··· SUPPLIED TEXT ···
Seeing the shimmer of biology in action  pg. 3

New software is improving the spatial resolution of bioluminescence imaging.  In these test images, a luminescent bead has been implanted inside a silicon mouse model.  On the left, a "standard" planar bioluminescence image shows light scattered as it moves through the model mouse.  The image on the right shows the result of bioluminescence tomography using Xenogen's Living Image Software 3D Analysis Package.  The red pixel indicates the reconstructed light source location.

Courtesy of Jack Virostko, graduate student in the lab of E. Duco Jansen, Ph.D.

Christopher Contag remained at Stanford. “I decided to take a very broad approach and demonstrate the breadth of this technology,” he says. “So we’ve been tracking viruses and tumor cells and stem cells, and in the early days attempted to show how versatile this technology is. Now we’re focusing on stem cells and cancer biology.”

Light bulbs inside cells

Investigators at Vanderbilt embraced bioluminescence imaging early on to follow cells and gene expression in living animals. Watching cells as they migrate through a living animal, take up residence, multiply, and in the case of tumor cells, metastasize to new sites, has been the most popular application of bioluminescence to date.

“What bioluminescence gives you is a level of sensitivity of detection that is not attainable by any other current method,” says E. Duco Jansen, Ph.D., associate professor of Biomedical Engineering at Vanderbilt.

The way it works is conceptually quite simple, Jansen explains. Cells of any sort can be infected with viruses or engineered to incorporate a luciferase gene. After being injected into small animals, usually mice, the cells begin to produce the luciferase protein. Investigators then inject the substrate molecule—such as luciferin—into the animals, and the luciferase acts on it, releasing photons of light.
···
• **ASSIGNED TASK**: Retype the stretch of the bioluminescence imaging text from "Investigators at Vanderbilt" through "Engineering at Vanderbilt.".
··· DATA EXTRACT ···
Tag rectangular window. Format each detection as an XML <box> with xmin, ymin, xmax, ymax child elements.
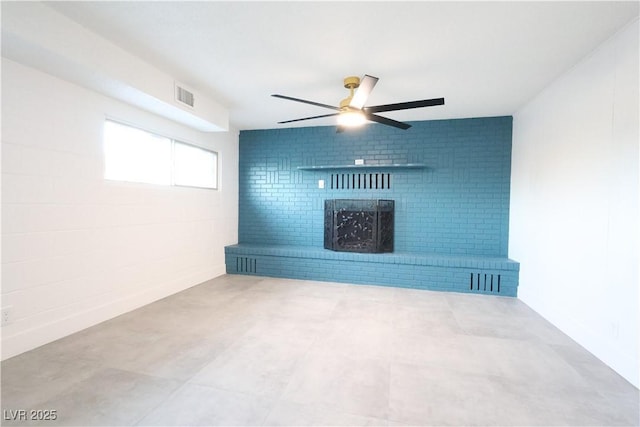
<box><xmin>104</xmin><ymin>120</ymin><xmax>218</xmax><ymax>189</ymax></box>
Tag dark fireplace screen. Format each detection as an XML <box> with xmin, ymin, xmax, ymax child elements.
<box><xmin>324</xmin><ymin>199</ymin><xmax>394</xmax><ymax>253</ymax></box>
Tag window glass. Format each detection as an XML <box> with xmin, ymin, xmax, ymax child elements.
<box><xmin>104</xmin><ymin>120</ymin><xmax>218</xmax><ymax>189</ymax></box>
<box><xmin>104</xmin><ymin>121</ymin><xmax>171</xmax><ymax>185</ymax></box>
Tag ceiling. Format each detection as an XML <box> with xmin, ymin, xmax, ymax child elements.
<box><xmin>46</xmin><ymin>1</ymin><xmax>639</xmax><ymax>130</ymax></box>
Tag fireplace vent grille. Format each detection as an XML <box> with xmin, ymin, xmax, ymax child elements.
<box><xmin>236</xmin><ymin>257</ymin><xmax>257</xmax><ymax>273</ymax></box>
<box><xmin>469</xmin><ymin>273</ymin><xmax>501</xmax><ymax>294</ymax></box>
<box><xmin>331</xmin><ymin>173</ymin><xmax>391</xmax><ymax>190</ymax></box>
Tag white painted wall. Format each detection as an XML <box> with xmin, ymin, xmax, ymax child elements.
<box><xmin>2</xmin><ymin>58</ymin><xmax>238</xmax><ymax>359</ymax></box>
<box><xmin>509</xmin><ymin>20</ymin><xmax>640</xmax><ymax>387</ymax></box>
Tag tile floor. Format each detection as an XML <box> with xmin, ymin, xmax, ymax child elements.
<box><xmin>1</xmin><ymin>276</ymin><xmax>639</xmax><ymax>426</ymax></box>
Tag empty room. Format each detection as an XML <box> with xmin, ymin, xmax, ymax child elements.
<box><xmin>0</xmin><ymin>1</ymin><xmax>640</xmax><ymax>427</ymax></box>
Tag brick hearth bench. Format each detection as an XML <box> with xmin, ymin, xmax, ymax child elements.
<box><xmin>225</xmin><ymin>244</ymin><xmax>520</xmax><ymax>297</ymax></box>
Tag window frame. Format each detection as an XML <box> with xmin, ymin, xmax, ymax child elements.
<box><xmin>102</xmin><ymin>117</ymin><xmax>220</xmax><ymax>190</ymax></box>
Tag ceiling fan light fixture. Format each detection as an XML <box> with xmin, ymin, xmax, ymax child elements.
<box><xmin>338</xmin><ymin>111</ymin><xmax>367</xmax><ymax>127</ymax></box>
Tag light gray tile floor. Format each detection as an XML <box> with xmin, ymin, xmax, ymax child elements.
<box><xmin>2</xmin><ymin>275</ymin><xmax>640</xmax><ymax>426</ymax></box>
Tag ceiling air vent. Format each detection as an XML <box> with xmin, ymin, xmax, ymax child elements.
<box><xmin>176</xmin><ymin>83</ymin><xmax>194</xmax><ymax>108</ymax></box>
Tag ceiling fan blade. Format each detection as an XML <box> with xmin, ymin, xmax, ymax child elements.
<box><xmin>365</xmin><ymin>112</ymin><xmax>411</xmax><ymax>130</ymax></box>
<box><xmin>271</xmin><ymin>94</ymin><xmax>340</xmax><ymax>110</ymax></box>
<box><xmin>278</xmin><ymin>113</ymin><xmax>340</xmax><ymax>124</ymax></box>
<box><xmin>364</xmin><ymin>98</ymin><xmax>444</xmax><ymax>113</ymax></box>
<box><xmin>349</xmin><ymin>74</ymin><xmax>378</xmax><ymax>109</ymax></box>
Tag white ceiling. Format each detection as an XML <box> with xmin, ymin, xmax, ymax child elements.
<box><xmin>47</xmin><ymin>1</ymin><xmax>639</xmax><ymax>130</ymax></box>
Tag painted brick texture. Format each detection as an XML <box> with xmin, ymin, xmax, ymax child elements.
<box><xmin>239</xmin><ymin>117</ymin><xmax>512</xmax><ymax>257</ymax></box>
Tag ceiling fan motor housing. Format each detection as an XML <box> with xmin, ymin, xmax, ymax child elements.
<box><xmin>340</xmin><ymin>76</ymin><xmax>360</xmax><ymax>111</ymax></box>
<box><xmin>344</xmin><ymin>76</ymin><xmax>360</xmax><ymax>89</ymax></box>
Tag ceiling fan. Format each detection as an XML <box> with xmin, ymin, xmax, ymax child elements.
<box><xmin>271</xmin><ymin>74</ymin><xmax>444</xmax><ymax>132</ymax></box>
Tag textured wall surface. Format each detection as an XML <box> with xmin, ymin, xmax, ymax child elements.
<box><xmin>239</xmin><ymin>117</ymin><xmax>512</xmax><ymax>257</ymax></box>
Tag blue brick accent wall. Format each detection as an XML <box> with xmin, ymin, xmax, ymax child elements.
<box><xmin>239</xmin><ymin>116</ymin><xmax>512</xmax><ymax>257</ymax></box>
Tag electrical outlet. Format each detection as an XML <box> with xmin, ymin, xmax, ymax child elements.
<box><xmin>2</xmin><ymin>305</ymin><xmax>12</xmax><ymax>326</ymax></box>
···
• **ANSWER TO THE EXERCISE**:
Investigators at Vanderbilt embraced bioluminescence imaging early on to follow cells and gene expression in living animals. Watching cells as they migrate through a living animal, take up residence, multiply, and in the case of tumor cells, metastasize to new sites, has been the most popular application of bioluminescence to date.

“What bioluminescence gives you is a level of sensitivity of detection that is not attainable by any other current method,” says E. Duco Jansen, Ph.D., associate professor of Biomedical Engineering at Vanderbilt.